Document excerpt START

An Indian woman’s life expectancy is 71, in China it is 79.2 – a Chinese woman lives 8 years longer than an Indian woman.

In China female literacy is 95%, in India it is 65%.

The risk of a woman dying in childbirth is 8 times higher in India than in China.

In the real world, for the thinking of any normal human being, the real human rights of a Chinese woman are therefore far superior to those of an Indian woman (I say this with no pleasure at all, I would like the human rights of an Indian woman to improve to become the equal of those of a Chinese woman).

Yet according to the US concept of “democracy” the ridiculous claim is made that the rights of an Indian woman are superior to those of a Chinese woman – because an Indian woman lives in a “Parliamentary Republic”. What concept leads to such an obviously ridiculous conclusion?

Or take Covid. Less than 5,000 people in Mainland China have died from Covid. In the US 778,000 people have died from Covid. But China’s population is more than four times that of the US. If the same number of people per capita had died in China as in the US there would be 3,390,000 Chinese people dead instead of less than 5,000. But the US claims human rights and democracy are better in the US than China! What type of absurd reasoning can try to justify such a conclusion which in violation of all the facts on the most fundamental issues of life and death?

Marx became a socialist through analysis of the errors of liberalism

The issues involved in this, go right back to the origins of socialism – which was developed precisely as a critique of the theory and limits of liberal/parliamentary democracy.

The work in which Marx became a socialist, making his transition from a liberal democrat, is his Critique of Hegel's Philosophy of Right of 1843. Marx showed that the real role of the state was to defend the existing property relations – at that time in Germany these were approaching capitalist relations. This analysis has been fully factually confirmed by innumerable practical examples since that time. Every time that an attempt has been made on a peaceful basis to make the transition from capitalism to socialism, or even to come close to this, the capitalist state has intervened not in order to allow this transition to take place on democratic principles but, on the contrary, to overthrow democracy in order to preserve capitalism. The most infamous example of this internationally was the coup d’etat against Salvador Allende in Chile in 1973 but numerous other examples could be given – for example the Guatemala (1954), Brazil (1964), Honduras (2009), Bolivia (2019).

Document excerpt END

* _Required work_:
1. Translate this sentence from the excerpt into Spanish: "In China female literacy is 95%, in India it is 65%."
2. List each country, with its year, that the excerpt gives as an example of the state overthrowing democracy to preserve capitalism.
The material that comes next has no connection to the excerpt.

Raw data START

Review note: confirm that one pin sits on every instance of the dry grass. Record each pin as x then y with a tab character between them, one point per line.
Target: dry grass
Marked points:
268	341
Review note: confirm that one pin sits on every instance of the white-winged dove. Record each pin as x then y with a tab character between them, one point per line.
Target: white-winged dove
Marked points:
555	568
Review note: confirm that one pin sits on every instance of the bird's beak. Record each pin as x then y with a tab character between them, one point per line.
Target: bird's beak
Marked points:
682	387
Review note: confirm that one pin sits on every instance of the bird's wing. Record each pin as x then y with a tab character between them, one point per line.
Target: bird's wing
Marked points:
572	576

Raw data END

* _Exercise results_:
1. En China, la alfabetización femenina es del 95 %; en India, es del 65 %.

2.
Chile (1973)
Guatemala (1954)
Brazil (1964)
Honduras (2009)
Bolivia (2019)